**EXCERPT:**
☆ ☆ ☆

Always Harlan to the end. Now the terrible day has come and gone.
Now I can finally write that piece I tried so many times to write.
And now I understand why those old pieces died in the womb, all
tin-eared, and pointless: because I had written them in a world where
Harlan Ellison was alive, before the universe became the smaller,
colder, less interesting place it is now that he is gone...before his
departure broke my heart in two and left me nothing but words –
his, artifacts of bygone brilliance, and mine, clunky and inadequate,
squeezed out in a vain attempt to staunch the wound left in his
absence. Words were always enough for Harlan. For me they seem
woefully inadequate. But I'm in front of the computer, which for
Harlan was always nine-tenths of the battle: get your butt in the
chair and do the work. So for him, I will.
So...Harlan and me.
My first experience was in grade
school. My library had a still-picture paperback of the Star
Trek episode 'City on the Edge
of Forever' – literally a collection of glossy screenshots taken
directly from the episode, arrayed in sequence with dialogue boxes
superimposed over the pictures like a live-action comic book. I was
a budding nerd and my library had precious little in the way of
sci-fi, so that smudged and crinkled little volume was my constant
companion between lunch and dreaded gym class. I didn't know at the
time I was reading Harlan Ellison's work, wouldn't know until many
years later he was the author of the most universally acclaimed Star
Trek episode of all time. It
would be years more before I would learn the full story behind that
episode, how Ellison's original version was much darker and subject
to heavy censor by the studio. In my twenties I had the joy of
reading the unaltered script, when I could actually appreciate the
brilliance of the initial vision and the frustration he felt at
having his work be so criminally defanged by skittish executives. At
the time I only knew that torn and greasy paperback seemed pretty
damn cool (and gee, it had
to be the only episode of original Trek
where McCoy went bonkers from a drug overdose, right?!). It was the
first of countless times Ellison's imagination would succor me.

☆ ☆ ☆

**ENTRIES SUPPLIED:**
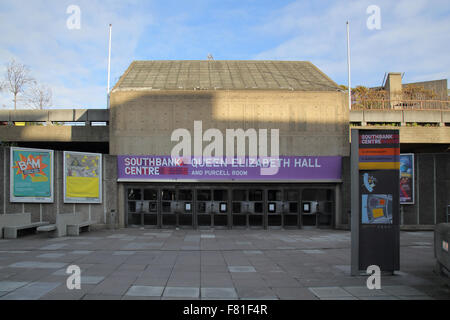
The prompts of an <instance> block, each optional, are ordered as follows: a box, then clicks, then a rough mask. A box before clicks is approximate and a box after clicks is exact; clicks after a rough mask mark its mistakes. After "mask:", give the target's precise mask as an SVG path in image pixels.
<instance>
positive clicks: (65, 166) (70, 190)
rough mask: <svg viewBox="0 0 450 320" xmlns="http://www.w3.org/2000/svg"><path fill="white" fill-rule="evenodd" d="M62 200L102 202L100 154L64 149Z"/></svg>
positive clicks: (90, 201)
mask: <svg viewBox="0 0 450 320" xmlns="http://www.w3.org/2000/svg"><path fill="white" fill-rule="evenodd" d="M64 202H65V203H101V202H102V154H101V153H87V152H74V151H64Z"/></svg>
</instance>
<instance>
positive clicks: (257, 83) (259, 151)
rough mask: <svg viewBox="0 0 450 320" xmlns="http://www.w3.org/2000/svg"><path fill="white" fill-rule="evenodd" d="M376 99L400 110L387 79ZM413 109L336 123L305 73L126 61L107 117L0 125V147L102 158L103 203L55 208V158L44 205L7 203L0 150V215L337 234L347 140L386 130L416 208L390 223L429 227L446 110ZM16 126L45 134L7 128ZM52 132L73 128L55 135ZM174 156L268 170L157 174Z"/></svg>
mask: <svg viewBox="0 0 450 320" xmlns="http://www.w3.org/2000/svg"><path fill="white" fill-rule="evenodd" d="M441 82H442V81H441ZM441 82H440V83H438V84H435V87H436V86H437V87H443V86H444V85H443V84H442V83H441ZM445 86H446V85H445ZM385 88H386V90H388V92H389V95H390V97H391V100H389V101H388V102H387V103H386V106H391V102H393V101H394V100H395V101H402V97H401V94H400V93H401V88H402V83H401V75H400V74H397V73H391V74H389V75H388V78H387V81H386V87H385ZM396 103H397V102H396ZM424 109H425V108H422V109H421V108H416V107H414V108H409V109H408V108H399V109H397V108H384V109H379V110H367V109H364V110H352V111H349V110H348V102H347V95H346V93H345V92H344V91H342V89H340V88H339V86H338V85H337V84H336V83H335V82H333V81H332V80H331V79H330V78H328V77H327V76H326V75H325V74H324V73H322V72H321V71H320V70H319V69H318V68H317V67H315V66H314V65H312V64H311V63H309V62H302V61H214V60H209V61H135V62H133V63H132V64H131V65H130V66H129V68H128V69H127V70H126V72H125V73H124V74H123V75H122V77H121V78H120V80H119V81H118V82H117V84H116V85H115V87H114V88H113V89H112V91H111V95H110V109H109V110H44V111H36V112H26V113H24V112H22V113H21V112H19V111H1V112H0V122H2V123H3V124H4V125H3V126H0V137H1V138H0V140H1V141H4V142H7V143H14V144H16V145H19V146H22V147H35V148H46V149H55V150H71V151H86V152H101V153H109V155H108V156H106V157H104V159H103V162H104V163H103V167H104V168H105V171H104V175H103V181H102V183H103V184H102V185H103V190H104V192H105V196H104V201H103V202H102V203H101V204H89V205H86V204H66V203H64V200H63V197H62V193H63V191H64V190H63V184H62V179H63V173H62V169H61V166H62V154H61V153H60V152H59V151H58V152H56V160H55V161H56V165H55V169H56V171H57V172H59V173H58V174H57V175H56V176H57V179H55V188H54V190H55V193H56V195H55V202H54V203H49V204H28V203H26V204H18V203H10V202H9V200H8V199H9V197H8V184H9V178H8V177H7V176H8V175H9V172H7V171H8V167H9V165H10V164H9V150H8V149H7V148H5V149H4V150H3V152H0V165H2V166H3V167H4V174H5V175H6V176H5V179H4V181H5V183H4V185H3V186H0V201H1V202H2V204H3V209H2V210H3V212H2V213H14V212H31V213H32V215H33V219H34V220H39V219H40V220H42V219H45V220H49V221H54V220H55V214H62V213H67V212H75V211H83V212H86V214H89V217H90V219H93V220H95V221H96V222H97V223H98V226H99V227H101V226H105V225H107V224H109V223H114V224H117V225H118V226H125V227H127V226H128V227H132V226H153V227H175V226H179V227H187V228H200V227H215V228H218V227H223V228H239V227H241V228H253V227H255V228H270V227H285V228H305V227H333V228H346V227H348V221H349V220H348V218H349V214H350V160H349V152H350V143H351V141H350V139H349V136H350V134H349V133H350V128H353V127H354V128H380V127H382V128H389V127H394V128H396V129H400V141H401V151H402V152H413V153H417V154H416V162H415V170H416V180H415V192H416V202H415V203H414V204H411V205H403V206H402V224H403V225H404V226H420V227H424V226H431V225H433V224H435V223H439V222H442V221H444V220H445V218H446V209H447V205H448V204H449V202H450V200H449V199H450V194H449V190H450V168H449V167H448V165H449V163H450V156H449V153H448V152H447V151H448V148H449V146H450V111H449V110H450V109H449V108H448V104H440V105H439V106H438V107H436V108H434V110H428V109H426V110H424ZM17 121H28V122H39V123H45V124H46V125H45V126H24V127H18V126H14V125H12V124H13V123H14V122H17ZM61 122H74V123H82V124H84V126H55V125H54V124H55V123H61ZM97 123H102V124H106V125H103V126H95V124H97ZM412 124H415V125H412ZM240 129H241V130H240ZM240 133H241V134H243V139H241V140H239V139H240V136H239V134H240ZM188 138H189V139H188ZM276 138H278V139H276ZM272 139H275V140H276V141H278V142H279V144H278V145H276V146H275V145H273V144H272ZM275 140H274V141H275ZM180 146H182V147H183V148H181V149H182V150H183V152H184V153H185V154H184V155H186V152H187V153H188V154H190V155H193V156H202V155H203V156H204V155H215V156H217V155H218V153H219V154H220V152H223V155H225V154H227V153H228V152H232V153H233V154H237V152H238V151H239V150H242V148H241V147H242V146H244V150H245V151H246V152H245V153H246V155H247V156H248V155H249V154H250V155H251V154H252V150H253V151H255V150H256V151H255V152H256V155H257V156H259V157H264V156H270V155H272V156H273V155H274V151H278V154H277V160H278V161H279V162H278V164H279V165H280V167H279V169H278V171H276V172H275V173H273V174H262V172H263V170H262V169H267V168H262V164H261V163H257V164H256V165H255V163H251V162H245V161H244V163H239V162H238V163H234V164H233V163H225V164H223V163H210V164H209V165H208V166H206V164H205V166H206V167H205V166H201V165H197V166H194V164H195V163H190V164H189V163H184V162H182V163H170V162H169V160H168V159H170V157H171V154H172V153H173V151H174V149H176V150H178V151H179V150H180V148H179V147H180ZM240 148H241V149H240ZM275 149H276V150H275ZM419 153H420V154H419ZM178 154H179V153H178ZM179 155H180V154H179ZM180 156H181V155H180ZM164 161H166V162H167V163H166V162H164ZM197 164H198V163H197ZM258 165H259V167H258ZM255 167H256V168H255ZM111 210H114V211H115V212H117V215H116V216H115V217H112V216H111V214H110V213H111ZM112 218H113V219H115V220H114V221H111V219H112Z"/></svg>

☆ ☆ ☆

**EXERCISES TO COMPLETE:**
1. In the essay about Harlan Ellison, which words describe the universe after his death?
2. Pick up the essay about Harlan Ellison after its last sentence and keep writing it.
The records aren't needed for anything that follows.

**TASK-BY-TASK ANSWERS:**
1. smaller, colder, less interesting

2.
I could not say when it was that I
read my first Ellison short story, but I do recall when I began
pursuing his stories because they were his. See, I'd heard his name bandied about by
the comic book and sci-fi communities, often spoken with a mixture of
hushed reverence and a kind of bloviating envy/scorn by other writers
who knew him by reputation. I knew him to be one of the giants of
speculative fiction's “between” period (as Neil Gaiman refers to
it), after the golden age of legends like Asimov and Bester but
before the so-called “modern” age that gave us William Gibson,
Gaiman, a slew of others. I told myself I'd try him one day, but I
was too into my Star Wars novels and my first tentative steps into
High Fantasy to think much on it. Then my cousin began lending me a
steady supply of VHS tapes full of Babylon 5.
And there in the credits, week after week, was 'Conceptual
Consultant: Harlan Ellison'. That tented an eyebrow. Him again.
Here was a guy without a hard science background (hell, without a
college degree!) consulting on a space-drama that prided itself on
realism, the anti-Star Trek, there
simply to serve as a narrative oracle advising on matters of plot,
pacing, character, and arc. I would later learn that creator J.
Michael Straczynski, himself no slouch in the plotting department,
deferred to him regularly during his unprecedented (and still
unmatched) marathon penning of nearly 100 episodes of his series. He
wanted wisdom from the best; in Ellison he got the best of the best.
Babylon 5 remains the
greatest long-form science fiction TV show ever created, and
Straczynski would tell you in a heartbeat (or a tweet) that Ellison
had a great deal to do with it (even if the crew found him to be a
prickly, excitable bastard most of the time). That “him again”
moment is what tipped the scales for me. I knew I loved Babylon
5, so it jolly well stood to
reason the sage whispering sweet story advice into JMS's ears would
be worth a real read. I pursued Ellison from there on, and I was
never the same.
Over the years I seasoned my other reading with collections of
Ellison stories. I devoured Over the Edge, Angry Candy, and
Slippage, each of which contained one or two of his 'classic'
works, including “Repent, Harlequin Said The Ticktock Man”, “I
Have No Mouth and I Must Scream”, and “Demon With a Glass Hand”.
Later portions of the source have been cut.